**EXERCISE REQUIREMENTS**
• A. Decide whether each statement agrees with the Himalayas passage: (i) the range touches or crosses the territories of six countries; (ii) about 600 million people live in the Himalayas; (iii) Kailash is open to climbers. For each, answer yes or no and quote the words of the passage that settle it.
• B. Retype the Himalayas passage word for word from "The Himalayas,[b] or" to "lie in the Himalayas.".

**DOCUMENT PASSAGE**

The Himalayas,[b] or Himalaya,[c] is a mountain range in Asia separating the plains of the Indian subcontinent from the Tibetan Plateau. The range has some of the Earth's highest peaks, including the highest, Mount Everest. More than 100 peaks exceeding elevations of 7,200 m (23,600 ft) above sea level lie in the Himalayas.

The Himalayas abut on or cross territories of six countries: Nepal, India, China, Bhutan, Pakistan and Afghanistan. The sovereignty of the range in the Kashmir region is disputed among India, Pakistan, and China.[5] The Himalayan range is bordered on the northwest by the Karakoram and Hindu Kush ranges, on the north by the Tibetan Plateau, and on the south by the Indo-Gangetic Plain. Some of the world's major rivers, the Indus, the Ganges, and the TsangpoBrahmaputra, rise in the vicinity of the Himalayas, and their combined drainage basin is home to some 600 million people; 53 million people live in the Himalayas.[6] The Himalayas have profoundly shaped the cultures of South Asia and Tibet. Many Himalayan peaks are sacred in Hinduism and Buddhism. The summits of several—Kangchenjunga (from the Indian side), Gangkhar Puensum, Machapuchare, Nanda Devi, and Kailash in the Tibetan Transhimalaya—are off-limits to climbers.

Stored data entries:
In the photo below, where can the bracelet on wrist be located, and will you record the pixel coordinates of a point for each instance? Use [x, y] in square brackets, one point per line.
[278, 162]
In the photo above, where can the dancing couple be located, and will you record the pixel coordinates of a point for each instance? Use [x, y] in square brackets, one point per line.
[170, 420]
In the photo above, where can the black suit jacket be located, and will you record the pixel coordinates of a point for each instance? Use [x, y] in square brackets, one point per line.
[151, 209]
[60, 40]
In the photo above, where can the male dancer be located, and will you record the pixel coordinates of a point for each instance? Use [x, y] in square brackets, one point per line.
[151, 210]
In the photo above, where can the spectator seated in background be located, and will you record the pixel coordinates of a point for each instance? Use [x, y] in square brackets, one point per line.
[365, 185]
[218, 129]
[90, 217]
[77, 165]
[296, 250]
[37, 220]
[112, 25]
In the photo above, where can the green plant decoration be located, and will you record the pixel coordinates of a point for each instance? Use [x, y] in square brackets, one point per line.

...

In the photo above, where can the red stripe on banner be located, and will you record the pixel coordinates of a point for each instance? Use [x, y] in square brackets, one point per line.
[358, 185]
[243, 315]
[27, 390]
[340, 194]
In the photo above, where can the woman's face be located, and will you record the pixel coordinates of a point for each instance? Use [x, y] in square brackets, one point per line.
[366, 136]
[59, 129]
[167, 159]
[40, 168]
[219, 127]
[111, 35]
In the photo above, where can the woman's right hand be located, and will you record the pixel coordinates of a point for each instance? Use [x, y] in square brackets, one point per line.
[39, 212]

**PER-TASK ANSWERS**
• A.
(i) Yes: "The Himalayas abut on or cross territories of six countries: Nepal, India, China, Bhutan, Pakistan and Afghanistan."
(ii) No: "53 million people live in the Himalayas."
(iii) No: "The summits of several—Kangchenjunga (from the Indian side), Gangkhar Puensum, Machapuchare, Nanda Devi, and Kailash in the Tibetan Transhimalaya—are off-limits to climbers."

• B.
The Himalayas,[b] or Himalaya,[c] is a mountain range in Asia separating the plains of the Indian subcontinent from the Tibetan Plateau. The range has some of the Earth's highest peaks, including the highest, Mount Everest. More than 100 peaks exceeding elevations of 7,200 m (23,600 ft) above sea level lie in the Himalayas.